## ANFORDERUNGEN
Gib alle Zeilen im Abschnitt von der Zeile mit "Report one dot per instance of the traffic" bis zum Ende der Einträge vollständig wieder, beide Enden eingeschlossen. Multipliziere dabei jede Koordinate in den Antworten mit 1,6 und runde auf ganze Zahlen, wobei Hälften aufgerundet werden; alles andere bleibt unverändert.

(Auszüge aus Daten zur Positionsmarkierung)
● ● ●
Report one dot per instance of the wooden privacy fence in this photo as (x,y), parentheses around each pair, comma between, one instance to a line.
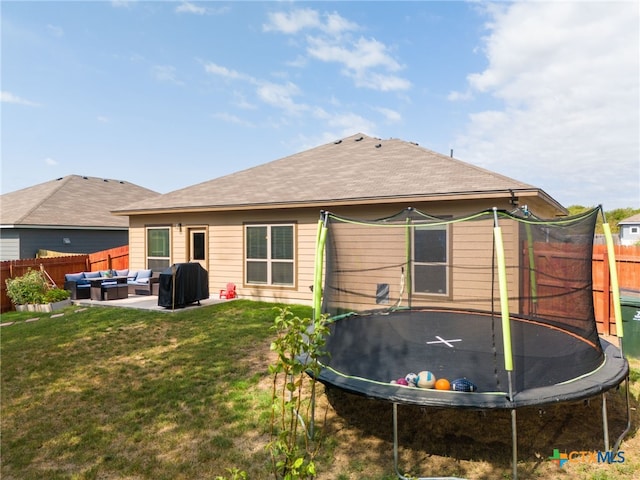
(56,267)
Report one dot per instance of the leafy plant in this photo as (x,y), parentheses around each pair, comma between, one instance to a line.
(299,345)
(29,288)
(56,295)
(32,287)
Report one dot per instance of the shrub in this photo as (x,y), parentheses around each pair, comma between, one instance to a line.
(56,295)
(32,287)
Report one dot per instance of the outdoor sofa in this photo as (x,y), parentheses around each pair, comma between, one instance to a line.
(78,284)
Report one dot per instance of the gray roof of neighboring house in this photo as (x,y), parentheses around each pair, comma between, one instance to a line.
(355,169)
(71,201)
(633,219)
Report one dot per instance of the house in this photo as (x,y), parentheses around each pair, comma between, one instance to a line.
(630,230)
(68,215)
(257,228)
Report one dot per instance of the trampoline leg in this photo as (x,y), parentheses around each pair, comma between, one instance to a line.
(395,453)
(616,446)
(395,439)
(514,444)
(605,422)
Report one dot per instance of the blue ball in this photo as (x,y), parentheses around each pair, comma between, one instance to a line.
(412,379)
(463,385)
(426,379)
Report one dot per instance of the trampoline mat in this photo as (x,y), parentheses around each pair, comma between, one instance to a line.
(367,352)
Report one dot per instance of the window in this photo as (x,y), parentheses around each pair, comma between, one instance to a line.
(198,247)
(158,248)
(430,260)
(269,254)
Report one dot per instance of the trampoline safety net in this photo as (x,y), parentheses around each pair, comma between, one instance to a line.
(414,262)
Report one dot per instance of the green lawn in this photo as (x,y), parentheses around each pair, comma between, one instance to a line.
(119,393)
(111,393)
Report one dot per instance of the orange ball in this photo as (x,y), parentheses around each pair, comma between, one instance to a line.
(443,384)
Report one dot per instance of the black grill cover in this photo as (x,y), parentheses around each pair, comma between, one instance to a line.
(182,284)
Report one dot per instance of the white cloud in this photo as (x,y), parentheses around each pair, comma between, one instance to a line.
(350,123)
(166,73)
(8,97)
(224,72)
(366,61)
(455,96)
(567,76)
(308,19)
(198,9)
(122,3)
(230,118)
(391,116)
(292,22)
(360,60)
(281,96)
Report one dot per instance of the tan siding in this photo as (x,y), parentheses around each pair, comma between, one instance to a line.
(226,244)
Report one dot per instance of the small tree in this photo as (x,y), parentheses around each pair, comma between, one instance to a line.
(299,345)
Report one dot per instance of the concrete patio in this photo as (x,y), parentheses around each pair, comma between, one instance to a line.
(144,302)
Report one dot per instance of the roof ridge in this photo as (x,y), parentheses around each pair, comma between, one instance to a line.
(36,206)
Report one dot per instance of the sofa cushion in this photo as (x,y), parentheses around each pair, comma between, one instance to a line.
(144,274)
(73,277)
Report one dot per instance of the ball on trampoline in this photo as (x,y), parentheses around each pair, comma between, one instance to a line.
(411,378)
(426,379)
(463,385)
(442,384)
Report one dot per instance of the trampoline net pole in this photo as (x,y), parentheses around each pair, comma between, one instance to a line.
(605,422)
(613,273)
(319,261)
(504,299)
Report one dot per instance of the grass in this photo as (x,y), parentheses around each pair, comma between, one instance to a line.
(110,393)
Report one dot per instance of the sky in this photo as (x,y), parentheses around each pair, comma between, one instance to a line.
(169,94)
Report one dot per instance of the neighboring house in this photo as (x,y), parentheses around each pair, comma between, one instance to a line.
(257,227)
(630,230)
(68,215)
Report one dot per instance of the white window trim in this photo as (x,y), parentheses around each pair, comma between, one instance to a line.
(270,261)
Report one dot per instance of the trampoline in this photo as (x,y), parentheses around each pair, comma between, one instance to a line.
(501,299)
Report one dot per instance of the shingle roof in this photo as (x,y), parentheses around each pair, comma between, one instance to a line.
(352,169)
(71,201)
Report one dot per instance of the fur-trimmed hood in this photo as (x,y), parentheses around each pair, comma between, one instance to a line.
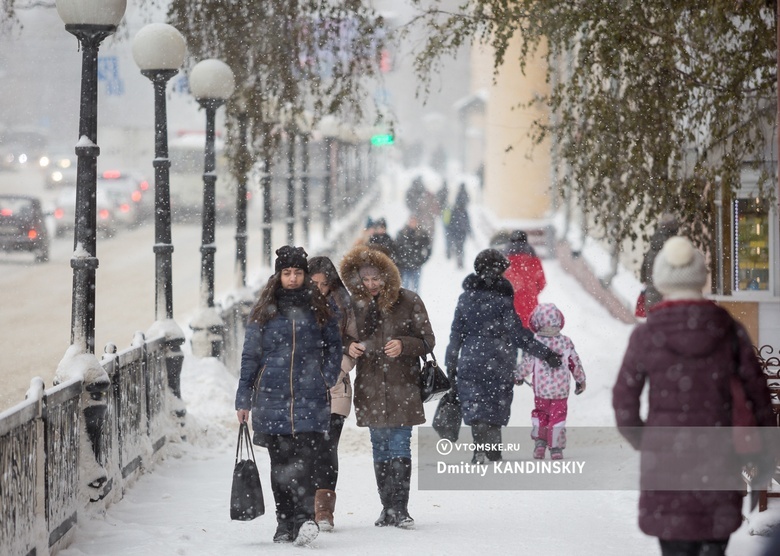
(500,285)
(361,256)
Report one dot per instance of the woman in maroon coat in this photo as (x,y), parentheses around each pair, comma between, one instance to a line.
(686,352)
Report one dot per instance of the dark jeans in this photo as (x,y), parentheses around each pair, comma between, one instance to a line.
(326,470)
(292,474)
(487,437)
(390,443)
(693,548)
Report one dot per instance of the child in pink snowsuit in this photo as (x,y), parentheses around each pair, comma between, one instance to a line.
(551,386)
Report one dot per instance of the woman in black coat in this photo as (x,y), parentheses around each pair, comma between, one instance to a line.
(291,357)
(481,357)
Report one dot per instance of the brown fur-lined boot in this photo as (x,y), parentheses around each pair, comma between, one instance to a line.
(324,505)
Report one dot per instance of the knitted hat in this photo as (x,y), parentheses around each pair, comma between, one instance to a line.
(291,257)
(679,271)
(490,262)
(519,236)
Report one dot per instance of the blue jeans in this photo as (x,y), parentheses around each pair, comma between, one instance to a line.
(391,443)
(410,279)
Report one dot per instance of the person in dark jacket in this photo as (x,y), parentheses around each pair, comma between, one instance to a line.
(412,251)
(326,278)
(525,273)
(380,239)
(481,357)
(686,354)
(291,357)
(394,331)
(458,225)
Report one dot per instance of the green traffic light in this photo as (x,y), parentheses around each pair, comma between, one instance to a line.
(381,140)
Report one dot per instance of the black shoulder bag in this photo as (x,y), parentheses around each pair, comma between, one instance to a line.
(433,381)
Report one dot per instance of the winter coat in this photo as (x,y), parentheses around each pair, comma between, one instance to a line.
(412,248)
(685,354)
(287,368)
(526,275)
(387,390)
(485,336)
(548,383)
(341,393)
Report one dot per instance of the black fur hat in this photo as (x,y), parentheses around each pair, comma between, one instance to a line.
(490,262)
(291,257)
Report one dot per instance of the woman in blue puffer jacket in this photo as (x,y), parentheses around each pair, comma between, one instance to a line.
(485,337)
(292,356)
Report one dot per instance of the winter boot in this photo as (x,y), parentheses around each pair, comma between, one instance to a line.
(540,449)
(492,437)
(402,479)
(284,531)
(384,481)
(324,505)
(307,532)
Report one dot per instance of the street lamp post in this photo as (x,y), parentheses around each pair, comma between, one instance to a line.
(269,115)
(158,50)
(90,21)
(329,129)
(303,123)
(241,205)
(212,83)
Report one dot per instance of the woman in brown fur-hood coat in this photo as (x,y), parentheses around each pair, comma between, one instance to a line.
(392,327)
(387,389)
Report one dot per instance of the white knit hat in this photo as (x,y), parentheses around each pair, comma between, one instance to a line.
(679,271)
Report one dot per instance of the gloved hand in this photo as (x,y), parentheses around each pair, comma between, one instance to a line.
(554,360)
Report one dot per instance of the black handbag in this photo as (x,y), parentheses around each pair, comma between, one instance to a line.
(448,417)
(433,382)
(246,494)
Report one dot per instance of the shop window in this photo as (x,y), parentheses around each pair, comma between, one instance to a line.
(751,244)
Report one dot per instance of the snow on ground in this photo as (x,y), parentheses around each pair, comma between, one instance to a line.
(180,508)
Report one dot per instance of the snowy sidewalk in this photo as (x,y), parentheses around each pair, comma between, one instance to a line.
(180,508)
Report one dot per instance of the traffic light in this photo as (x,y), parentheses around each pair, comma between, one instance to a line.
(381,140)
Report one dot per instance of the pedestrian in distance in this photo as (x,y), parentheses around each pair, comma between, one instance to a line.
(291,358)
(326,278)
(525,273)
(551,385)
(394,332)
(412,251)
(686,354)
(481,357)
(668,226)
(459,225)
(380,239)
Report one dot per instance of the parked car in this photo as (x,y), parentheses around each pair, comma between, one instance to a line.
(23,226)
(60,169)
(65,213)
(131,193)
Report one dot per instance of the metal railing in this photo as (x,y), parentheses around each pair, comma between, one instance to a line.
(79,445)
(69,448)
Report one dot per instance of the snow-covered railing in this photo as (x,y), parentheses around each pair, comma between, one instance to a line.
● ● ●
## ANTWORT
Report one dot per instance of the traffic light in this photo as (x,y), parentheses around each pair, comma between, one instance to a line.
(610,224)
Report one dot per instance of the pedestrian in distance in this photo as (x,y), parentheses around each pair, comma between, one instance to a line.
(466,573)
(522,445)
(840,437)
(882,616)
(630,531)
(659,402)
(1098,566)
(770,571)
(1069,362)
(734,360)
(608,382)
Report one dot per instance of the parked car in this photo as (x,y), parentheses around each pair, comma between, one instance to a line.
(37,362)
(96,270)
(104,341)
(210,309)
Report one dot per instance of the metal railing in this photo as (x,y), parentheses around each pair, comma between, one instance to a line.
(126,712)
(110,717)
Report one dot per instance of the snow-covered railing in this photo as (x,y), parentheses around each pair, comma between, one instance to a line.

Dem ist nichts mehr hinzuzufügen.